-- begin Recorded data --

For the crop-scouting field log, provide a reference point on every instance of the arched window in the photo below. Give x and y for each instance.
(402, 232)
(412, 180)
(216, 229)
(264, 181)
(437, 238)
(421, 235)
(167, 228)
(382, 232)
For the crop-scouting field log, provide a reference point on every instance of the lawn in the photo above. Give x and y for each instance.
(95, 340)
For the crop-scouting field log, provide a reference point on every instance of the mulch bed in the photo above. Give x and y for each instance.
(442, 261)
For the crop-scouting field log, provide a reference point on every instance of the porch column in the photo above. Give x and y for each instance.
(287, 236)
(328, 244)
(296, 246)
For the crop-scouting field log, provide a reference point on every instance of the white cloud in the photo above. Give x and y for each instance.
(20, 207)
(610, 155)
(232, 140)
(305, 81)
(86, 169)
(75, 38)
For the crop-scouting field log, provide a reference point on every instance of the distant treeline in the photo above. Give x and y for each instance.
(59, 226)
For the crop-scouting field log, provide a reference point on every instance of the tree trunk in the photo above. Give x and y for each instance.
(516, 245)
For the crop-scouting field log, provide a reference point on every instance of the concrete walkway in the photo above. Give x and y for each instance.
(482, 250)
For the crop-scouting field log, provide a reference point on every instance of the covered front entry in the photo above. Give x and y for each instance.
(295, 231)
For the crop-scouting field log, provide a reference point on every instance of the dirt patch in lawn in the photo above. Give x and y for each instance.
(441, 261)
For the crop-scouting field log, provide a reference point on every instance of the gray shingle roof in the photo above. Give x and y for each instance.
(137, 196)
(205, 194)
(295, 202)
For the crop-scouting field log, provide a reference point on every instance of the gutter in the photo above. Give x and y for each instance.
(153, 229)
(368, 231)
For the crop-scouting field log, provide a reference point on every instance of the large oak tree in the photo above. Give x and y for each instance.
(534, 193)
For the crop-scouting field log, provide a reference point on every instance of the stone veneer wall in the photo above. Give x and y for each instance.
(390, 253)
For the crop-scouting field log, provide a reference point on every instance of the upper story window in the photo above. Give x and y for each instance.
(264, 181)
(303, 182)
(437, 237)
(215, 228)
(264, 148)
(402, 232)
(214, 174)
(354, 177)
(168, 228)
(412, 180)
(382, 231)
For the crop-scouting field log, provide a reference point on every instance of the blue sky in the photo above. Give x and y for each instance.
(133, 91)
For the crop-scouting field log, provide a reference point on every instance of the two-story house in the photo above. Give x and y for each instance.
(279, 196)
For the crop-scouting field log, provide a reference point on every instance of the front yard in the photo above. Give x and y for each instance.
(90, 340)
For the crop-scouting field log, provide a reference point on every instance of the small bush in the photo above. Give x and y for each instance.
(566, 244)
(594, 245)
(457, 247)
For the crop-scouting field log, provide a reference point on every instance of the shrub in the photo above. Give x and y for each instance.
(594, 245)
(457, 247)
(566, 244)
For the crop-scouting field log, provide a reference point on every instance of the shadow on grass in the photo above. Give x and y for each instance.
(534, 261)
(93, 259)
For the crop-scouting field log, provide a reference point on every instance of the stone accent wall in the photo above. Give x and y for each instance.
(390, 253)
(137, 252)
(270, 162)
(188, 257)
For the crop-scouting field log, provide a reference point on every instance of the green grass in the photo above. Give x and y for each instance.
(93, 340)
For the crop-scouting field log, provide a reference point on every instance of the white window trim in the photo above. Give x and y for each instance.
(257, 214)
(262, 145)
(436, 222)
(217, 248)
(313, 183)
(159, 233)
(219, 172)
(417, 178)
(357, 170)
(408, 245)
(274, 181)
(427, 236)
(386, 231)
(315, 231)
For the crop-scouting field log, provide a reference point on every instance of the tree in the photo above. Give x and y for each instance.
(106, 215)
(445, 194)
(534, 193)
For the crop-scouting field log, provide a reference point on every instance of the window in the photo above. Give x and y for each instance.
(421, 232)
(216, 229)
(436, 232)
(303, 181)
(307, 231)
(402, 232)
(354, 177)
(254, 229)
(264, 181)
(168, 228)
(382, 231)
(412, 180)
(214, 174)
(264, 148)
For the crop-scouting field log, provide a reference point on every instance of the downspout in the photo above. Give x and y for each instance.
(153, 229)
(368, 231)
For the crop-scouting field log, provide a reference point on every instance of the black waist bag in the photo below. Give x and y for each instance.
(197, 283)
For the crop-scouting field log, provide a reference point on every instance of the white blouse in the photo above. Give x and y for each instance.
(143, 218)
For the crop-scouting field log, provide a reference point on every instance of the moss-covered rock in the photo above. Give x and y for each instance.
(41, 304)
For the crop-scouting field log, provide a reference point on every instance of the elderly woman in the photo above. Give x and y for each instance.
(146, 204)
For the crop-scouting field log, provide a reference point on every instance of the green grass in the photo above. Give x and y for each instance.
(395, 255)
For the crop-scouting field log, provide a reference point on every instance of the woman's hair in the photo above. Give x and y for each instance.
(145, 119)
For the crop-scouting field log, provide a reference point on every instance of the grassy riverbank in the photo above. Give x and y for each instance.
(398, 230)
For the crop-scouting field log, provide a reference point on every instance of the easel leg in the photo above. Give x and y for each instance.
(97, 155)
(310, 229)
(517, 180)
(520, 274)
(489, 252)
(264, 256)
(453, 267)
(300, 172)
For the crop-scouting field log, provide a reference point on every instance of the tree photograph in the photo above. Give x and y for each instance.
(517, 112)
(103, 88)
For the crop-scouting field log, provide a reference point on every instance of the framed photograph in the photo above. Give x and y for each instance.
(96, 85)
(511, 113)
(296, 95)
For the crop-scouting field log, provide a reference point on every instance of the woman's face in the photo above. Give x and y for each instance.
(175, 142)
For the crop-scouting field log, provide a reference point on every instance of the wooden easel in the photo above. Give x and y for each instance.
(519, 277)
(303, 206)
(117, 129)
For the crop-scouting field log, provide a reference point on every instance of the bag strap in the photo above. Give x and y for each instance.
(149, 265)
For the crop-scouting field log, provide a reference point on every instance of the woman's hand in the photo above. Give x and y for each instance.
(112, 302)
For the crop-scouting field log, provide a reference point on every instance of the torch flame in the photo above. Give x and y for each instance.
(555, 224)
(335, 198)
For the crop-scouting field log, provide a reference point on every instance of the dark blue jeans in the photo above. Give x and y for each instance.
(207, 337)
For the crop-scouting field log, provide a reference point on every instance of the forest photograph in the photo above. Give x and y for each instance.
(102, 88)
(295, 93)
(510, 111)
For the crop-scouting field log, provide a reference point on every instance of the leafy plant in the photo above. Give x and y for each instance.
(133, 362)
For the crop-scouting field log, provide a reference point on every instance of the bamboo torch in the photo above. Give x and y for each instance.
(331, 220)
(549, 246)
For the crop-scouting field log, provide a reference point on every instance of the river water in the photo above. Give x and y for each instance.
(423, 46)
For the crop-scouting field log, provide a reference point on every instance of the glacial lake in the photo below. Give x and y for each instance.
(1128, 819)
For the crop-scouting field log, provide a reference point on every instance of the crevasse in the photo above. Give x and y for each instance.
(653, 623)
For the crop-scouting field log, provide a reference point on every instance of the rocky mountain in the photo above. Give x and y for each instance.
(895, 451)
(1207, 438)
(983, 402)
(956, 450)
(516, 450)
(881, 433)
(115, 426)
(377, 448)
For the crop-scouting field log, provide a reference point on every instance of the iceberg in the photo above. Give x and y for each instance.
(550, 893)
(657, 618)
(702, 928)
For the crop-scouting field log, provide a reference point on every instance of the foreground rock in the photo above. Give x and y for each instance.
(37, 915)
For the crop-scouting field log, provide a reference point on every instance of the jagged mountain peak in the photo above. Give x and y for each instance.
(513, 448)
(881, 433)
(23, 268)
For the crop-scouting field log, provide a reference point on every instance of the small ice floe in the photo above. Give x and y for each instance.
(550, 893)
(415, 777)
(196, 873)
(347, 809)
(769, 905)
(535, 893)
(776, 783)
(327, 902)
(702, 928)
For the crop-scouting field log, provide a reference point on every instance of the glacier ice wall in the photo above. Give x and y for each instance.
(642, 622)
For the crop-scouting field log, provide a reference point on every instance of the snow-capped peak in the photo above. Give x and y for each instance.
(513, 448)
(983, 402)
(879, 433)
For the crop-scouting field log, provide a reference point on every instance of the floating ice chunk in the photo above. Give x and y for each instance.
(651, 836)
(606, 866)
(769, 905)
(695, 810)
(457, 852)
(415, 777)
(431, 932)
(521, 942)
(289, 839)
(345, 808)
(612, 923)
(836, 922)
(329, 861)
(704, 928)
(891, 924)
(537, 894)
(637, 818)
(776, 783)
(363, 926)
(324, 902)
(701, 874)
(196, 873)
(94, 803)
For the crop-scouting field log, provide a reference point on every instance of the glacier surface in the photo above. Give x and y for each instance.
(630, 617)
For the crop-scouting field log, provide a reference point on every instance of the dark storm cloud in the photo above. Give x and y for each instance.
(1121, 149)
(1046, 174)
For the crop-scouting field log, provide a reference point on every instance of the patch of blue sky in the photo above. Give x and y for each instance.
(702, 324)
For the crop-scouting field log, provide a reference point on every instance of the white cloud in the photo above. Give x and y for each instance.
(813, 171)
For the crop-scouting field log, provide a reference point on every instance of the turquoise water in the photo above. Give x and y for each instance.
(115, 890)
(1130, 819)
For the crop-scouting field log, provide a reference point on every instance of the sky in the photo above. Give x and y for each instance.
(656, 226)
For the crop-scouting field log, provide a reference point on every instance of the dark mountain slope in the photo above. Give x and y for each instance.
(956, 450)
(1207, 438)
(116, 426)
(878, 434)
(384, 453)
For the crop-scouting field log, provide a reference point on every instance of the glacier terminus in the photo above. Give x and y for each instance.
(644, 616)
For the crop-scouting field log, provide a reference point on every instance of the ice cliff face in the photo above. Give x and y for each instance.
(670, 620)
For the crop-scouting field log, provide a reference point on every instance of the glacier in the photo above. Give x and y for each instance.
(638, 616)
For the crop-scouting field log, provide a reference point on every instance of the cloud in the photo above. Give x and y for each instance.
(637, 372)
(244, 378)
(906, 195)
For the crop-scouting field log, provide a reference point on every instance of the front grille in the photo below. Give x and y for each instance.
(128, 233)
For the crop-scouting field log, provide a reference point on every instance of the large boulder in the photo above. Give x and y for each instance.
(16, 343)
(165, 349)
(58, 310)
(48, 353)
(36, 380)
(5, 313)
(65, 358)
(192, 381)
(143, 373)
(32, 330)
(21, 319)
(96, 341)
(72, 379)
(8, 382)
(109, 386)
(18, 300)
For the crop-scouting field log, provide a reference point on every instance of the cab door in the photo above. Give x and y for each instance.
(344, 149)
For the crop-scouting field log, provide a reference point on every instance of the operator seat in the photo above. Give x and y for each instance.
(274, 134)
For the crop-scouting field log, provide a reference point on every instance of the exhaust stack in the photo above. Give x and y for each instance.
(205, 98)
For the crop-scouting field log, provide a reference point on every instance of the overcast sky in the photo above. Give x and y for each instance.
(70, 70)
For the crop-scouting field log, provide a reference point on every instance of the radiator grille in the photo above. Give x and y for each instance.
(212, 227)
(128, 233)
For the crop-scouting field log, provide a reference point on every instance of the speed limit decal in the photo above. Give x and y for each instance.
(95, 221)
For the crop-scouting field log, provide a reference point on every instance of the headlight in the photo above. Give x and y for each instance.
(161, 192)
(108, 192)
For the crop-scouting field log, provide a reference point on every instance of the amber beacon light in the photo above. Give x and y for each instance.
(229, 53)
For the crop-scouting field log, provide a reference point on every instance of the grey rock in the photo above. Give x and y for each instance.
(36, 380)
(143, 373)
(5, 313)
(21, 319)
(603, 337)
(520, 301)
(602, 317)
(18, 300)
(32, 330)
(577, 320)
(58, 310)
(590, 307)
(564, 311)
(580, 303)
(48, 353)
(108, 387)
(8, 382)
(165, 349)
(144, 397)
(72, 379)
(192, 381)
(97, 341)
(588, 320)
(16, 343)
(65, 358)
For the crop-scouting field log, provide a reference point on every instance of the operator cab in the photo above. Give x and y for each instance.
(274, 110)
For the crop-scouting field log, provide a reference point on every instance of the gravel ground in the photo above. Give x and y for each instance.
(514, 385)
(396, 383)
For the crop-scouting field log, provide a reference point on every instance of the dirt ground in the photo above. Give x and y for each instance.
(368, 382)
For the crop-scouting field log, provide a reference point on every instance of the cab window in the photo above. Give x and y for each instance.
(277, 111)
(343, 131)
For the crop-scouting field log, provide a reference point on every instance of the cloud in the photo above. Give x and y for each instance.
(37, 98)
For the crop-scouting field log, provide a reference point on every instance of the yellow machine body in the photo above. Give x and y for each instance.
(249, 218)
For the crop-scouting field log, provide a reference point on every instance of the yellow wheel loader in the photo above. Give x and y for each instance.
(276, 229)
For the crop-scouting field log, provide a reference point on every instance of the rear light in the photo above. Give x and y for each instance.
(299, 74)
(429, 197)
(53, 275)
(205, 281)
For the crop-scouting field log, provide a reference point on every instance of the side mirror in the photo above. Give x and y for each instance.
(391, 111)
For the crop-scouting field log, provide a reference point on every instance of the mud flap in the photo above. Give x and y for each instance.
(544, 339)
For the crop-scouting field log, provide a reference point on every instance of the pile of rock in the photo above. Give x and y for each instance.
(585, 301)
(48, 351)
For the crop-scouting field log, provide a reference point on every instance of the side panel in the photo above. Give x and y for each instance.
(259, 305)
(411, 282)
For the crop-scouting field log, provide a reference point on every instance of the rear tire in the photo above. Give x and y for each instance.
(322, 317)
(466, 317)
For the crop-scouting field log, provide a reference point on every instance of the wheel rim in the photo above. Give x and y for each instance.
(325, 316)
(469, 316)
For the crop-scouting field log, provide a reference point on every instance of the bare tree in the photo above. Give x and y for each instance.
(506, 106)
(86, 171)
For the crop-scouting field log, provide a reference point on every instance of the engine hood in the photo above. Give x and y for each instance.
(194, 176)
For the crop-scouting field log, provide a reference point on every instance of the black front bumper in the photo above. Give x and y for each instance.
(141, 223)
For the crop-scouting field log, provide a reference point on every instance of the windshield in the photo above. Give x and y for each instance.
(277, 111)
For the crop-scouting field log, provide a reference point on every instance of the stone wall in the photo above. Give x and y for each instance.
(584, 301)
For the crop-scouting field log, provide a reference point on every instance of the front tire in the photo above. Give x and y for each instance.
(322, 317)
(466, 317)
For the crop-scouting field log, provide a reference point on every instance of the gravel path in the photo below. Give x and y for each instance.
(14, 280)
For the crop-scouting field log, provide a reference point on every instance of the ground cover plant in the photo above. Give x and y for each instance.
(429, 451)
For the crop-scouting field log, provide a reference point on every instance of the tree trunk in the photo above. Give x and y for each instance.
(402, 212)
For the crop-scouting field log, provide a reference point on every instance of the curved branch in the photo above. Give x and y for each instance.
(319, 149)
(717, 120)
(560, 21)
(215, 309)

-- end Recorded data --

**Given instruction:**
Exactly repeat the lines from the line that contains "the front tire" to the end of the entries, both included, and leave out all other lines.

**Expected answer:**
For the crop-scouting field log, provide a reference point on every instance of the front tire in the photo above. Give x and y for each instance.
(322, 317)
(466, 317)
For the crop-scouting field log, provide a reference point on every instance of the gravel path in the photo below. Give x and y for each instance.
(14, 280)
For the crop-scouting field log, provide a reference point on every instance of the ground cover plant in the photo above. Give x and y for each instance.
(429, 451)
For the crop-scouting field log, provide a reference point on every instance of the tree trunk in the photo above. Give x and y for each instance.
(402, 212)
For the crop-scouting field log, provide a reference point on every instance of the curved branch in the photo above. Give x and y for each instance.
(319, 149)
(717, 120)
(560, 21)
(215, 309)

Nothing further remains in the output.